--- Complete the following ---
1. Reproduce the passage of the grouped aggregation article between "Implementation approaches for" and "wordData = ...", inclusive.
2. Write the next part of the grouped aggregation article, picking up right after its final sentence.

═════ Source document

Using Distributed Grouped Aggregation
Grouped Aggregation is a pattern that occurs when the output of a GroupBy operation is immediately followed by an Aggregate operation on each group. This pattern frequently occurs in distributed computing. For example, if you want to use a large census data set to find the average household income by postal code, you need grouped aggregation. The operation is sometimes called the GroupBy-Aggregate pattern or the Group-and-Aggregate pattern.
LINQ to HPC performs sophisticated optimization for distributed grouped aggregation even though the programming interface is high-level. LINQ to HPC automatically analyzes expression trees to create optimized query plans that decompose grouped aggregation operations into efficient, distributed computations.
Implementation approaches for grouped aggregation
There are several ways in which grouped aggregation can be accomplished. The following code uses hash partitioning to implement it.
string wordData = ...
var query =
context.FromDsc<string>(wordData)
.HashPartition(x => x)
.Apply(localRecords => LocalGroupBy(localRecords))
.Select(g => new KeyValuePair<string, long>(g.Key, g.LongCount()));
This code demonstrates how a word count problem might be solved by using distributed computing. An input file set with multiple DSC files contains a list of words, and the output is a file set that contains (word, count) pairs, with each word appearing just once in the output.

══════════
═════ Data section

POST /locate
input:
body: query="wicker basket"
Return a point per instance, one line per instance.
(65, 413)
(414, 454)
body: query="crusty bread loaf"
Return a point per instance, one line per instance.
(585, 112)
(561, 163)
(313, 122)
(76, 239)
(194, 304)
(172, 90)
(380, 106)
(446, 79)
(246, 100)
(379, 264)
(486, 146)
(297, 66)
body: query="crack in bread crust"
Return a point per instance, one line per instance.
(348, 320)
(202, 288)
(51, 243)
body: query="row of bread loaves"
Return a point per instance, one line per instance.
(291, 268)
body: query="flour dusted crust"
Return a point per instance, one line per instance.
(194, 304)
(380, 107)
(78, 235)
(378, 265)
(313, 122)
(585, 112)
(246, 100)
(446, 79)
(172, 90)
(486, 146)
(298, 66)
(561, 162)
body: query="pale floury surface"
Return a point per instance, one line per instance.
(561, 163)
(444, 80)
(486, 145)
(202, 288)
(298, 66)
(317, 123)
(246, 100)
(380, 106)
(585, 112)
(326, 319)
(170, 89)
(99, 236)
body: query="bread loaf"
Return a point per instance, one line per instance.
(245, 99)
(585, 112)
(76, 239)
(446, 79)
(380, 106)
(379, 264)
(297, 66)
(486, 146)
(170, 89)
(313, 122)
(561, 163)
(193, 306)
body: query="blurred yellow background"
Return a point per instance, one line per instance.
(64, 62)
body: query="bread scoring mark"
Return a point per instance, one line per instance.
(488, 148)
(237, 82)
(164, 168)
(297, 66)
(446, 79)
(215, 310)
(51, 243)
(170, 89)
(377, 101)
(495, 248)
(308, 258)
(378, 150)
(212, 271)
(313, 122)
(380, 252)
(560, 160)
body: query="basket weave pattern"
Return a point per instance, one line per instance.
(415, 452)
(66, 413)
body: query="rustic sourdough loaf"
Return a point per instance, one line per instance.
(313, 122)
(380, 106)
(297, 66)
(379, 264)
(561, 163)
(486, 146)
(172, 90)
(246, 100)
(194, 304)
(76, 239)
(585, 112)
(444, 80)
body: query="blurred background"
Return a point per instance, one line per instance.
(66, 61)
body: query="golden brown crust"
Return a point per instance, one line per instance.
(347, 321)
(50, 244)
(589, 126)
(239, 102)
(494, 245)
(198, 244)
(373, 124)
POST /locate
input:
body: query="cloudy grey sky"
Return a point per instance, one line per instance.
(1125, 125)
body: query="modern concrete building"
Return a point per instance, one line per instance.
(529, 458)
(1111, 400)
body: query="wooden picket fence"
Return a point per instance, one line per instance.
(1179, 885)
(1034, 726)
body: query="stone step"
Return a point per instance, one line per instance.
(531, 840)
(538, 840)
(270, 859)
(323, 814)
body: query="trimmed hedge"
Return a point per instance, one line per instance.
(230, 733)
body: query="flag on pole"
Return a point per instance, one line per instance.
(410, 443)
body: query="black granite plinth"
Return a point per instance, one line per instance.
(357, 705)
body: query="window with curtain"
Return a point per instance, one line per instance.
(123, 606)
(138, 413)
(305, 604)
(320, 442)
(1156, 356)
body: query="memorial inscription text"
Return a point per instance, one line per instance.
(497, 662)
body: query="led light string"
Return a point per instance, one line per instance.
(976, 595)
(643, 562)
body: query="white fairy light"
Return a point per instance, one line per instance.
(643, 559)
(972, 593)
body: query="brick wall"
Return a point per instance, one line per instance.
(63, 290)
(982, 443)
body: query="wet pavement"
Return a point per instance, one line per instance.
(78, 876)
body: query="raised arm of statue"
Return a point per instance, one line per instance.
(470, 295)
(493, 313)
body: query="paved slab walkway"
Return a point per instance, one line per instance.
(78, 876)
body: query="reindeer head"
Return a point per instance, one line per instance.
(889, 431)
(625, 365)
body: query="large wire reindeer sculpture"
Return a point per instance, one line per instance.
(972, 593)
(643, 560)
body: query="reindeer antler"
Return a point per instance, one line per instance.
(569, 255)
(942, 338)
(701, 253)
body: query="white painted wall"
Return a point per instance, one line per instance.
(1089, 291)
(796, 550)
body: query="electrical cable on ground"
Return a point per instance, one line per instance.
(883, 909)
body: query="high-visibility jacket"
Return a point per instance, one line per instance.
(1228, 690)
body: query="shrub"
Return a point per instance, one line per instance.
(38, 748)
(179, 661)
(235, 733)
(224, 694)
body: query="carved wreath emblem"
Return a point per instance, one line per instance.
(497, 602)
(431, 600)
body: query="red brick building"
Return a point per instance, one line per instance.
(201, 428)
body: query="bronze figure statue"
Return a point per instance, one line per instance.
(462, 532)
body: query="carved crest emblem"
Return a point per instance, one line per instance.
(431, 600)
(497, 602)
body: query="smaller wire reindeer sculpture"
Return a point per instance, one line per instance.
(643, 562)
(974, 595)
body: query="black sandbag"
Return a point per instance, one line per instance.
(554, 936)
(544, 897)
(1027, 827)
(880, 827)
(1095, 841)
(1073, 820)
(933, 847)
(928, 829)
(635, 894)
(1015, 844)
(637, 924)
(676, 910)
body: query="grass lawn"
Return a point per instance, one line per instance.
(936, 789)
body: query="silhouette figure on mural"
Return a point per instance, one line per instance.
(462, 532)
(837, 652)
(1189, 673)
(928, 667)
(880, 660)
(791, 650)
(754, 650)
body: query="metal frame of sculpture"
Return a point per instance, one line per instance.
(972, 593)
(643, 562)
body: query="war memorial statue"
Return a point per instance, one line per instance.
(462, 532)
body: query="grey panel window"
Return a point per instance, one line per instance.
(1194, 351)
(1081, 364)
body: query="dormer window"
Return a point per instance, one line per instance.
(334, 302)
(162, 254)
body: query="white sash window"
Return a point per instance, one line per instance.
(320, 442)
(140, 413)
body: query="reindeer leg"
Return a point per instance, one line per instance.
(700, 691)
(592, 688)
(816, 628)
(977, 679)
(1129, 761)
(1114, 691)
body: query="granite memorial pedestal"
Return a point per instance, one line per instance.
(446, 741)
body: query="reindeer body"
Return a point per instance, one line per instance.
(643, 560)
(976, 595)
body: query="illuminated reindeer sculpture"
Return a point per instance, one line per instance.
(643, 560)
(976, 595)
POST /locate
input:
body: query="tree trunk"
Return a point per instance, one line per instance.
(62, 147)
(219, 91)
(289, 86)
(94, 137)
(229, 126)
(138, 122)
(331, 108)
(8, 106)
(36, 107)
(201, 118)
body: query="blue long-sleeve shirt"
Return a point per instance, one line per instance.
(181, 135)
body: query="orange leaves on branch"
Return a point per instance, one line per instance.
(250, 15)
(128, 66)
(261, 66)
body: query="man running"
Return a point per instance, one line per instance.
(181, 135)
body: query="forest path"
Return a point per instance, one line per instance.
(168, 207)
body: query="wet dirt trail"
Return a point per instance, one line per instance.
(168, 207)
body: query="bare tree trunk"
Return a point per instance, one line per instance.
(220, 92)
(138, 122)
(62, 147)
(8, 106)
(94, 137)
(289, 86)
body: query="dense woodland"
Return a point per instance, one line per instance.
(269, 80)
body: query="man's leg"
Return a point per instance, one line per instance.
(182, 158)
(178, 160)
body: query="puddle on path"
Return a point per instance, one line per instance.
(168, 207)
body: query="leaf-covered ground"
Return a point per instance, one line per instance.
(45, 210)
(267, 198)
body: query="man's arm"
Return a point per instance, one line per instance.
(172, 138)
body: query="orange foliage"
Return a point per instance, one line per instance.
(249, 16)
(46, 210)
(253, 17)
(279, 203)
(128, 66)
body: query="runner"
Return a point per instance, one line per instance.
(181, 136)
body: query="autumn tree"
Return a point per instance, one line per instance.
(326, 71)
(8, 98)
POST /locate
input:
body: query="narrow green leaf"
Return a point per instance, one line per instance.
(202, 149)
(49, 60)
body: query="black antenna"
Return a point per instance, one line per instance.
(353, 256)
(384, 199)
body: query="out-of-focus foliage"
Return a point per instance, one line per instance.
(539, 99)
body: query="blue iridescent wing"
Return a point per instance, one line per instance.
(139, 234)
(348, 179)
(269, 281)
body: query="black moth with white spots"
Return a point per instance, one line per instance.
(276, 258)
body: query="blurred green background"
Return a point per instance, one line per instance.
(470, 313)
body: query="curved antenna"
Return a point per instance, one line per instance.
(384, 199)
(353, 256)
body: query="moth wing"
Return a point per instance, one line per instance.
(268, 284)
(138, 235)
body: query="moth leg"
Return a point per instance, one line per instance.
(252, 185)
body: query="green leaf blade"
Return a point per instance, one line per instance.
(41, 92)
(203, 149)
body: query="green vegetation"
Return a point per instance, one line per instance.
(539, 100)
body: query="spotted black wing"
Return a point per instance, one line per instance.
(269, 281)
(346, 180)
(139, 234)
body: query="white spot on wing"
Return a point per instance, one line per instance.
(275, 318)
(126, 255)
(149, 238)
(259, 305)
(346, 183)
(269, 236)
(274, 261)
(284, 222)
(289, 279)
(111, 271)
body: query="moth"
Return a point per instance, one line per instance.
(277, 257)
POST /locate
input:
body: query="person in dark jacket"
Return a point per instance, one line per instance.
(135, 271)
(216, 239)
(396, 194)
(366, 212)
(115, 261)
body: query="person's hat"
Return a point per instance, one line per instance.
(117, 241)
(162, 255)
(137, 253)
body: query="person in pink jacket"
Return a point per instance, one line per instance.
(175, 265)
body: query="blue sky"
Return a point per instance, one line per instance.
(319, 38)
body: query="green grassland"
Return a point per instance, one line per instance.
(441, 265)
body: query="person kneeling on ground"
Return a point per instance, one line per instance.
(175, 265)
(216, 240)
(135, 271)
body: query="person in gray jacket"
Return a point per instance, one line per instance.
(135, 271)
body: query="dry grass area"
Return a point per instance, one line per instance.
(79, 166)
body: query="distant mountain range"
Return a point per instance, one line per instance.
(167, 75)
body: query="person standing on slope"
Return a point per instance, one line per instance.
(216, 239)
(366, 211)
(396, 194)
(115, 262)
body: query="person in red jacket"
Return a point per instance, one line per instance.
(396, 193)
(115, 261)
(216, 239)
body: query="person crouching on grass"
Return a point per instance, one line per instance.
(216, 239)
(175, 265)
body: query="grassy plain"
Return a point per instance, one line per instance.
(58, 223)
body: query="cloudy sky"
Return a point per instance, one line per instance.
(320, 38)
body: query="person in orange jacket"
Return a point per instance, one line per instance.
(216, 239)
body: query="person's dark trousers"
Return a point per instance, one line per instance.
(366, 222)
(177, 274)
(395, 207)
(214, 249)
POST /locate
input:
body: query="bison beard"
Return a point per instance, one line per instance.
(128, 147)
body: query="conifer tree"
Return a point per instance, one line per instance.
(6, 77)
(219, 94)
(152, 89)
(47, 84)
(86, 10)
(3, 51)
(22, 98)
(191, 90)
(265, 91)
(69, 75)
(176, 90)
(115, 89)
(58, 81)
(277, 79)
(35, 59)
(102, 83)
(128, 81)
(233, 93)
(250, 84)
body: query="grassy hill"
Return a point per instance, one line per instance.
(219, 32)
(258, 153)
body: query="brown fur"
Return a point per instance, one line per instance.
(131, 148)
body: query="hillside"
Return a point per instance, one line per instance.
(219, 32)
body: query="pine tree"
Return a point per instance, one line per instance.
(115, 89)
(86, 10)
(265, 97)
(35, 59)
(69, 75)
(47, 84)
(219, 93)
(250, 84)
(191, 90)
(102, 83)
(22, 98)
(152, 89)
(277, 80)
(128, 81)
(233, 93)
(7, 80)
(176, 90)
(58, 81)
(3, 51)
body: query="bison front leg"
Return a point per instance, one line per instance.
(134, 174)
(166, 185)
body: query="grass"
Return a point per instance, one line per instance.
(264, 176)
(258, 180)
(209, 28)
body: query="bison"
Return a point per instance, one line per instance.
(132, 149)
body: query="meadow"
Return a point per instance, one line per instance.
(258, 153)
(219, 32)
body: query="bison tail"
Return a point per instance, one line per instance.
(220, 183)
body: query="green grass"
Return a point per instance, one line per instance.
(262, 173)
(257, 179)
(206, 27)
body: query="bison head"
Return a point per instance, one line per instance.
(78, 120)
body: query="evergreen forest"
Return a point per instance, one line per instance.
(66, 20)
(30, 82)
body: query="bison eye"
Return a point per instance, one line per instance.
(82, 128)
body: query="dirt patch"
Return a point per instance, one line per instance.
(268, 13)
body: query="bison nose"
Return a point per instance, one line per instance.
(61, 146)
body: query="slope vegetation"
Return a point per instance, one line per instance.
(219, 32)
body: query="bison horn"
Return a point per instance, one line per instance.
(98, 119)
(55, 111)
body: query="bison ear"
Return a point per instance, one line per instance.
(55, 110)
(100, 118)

══════════

--- Results for each task ---
1.
Implementation approaches for grouped aggregation
There are several ways in which grouped aggregation can be accomplished. The following code uses hash partitioning to implement it.
string wordData = ...

2.
The first step uses a HashPartition operation to redistribute the data so that identical words appear on the same machine. The second step performs a local grouping operation on each computer. The results contain elements such as "dog: {dog, dog}", which represents a group whose key is "dog" and whose elements are {dog, dog}. Finally, the code aggregates the elements of each group by counting them. The final result is a sequence of (word, count) pairs.
Here is the definition of the LocalGroupBy operator.
[DistributiveOverConcat]
public static IEnumerable<IGrouping<string, string>>
LocalGroupBy(IEnumerable<string> localRecords)
{
return localRecords.GroupBy(x => x); // use LINQ-to-Objects query
}
Refer to the Unary Apply section for information about the [DistributiveOverConcat] attribute.
The following figure illustrates how this query executes when the data set includes the words "cat", "dog", "fish", and "goat".
Although this implementation produces the correct result, it can be expensive if the input file set is very large. It is quicker to decompose the counting operation into two phases, and to do the counting early, before redistributing any of the data. Here is the code for the improved version.
string wordData = ...
var query = context.FromDsc<string>(wordData)
.Apply(localRecords => LocalPartialReduce(localRecords))
.HashPartition(x => x.Key)
.Apply(localResults => LocalCombine(localResults));
The second word count implementation adds a step that performs partial reduction by using distributed computing in the first phase of the algorithm, before any data is copied across the cluster. Here is the definition of the LocalPartialReduce operator that initially reduces the input data.
[DistributiveOverConcat]
public static IEnumerable<KeyValuePair<string, long>>
LocalPartialReduce(IEnumerable<string> localRecords)
{
return localRecords.GroupBy(x => x)
.Select(g => new KeyValuePair<string, long>(
g.Key, g.LongCount()));
}
The query in the LocalPartialReduce method uses LINQ-to-Objects to perform local partial reduction on each of the compute nodes.
Here is the definition of the LocalCombine operator that combines the results of the initial reduction phase.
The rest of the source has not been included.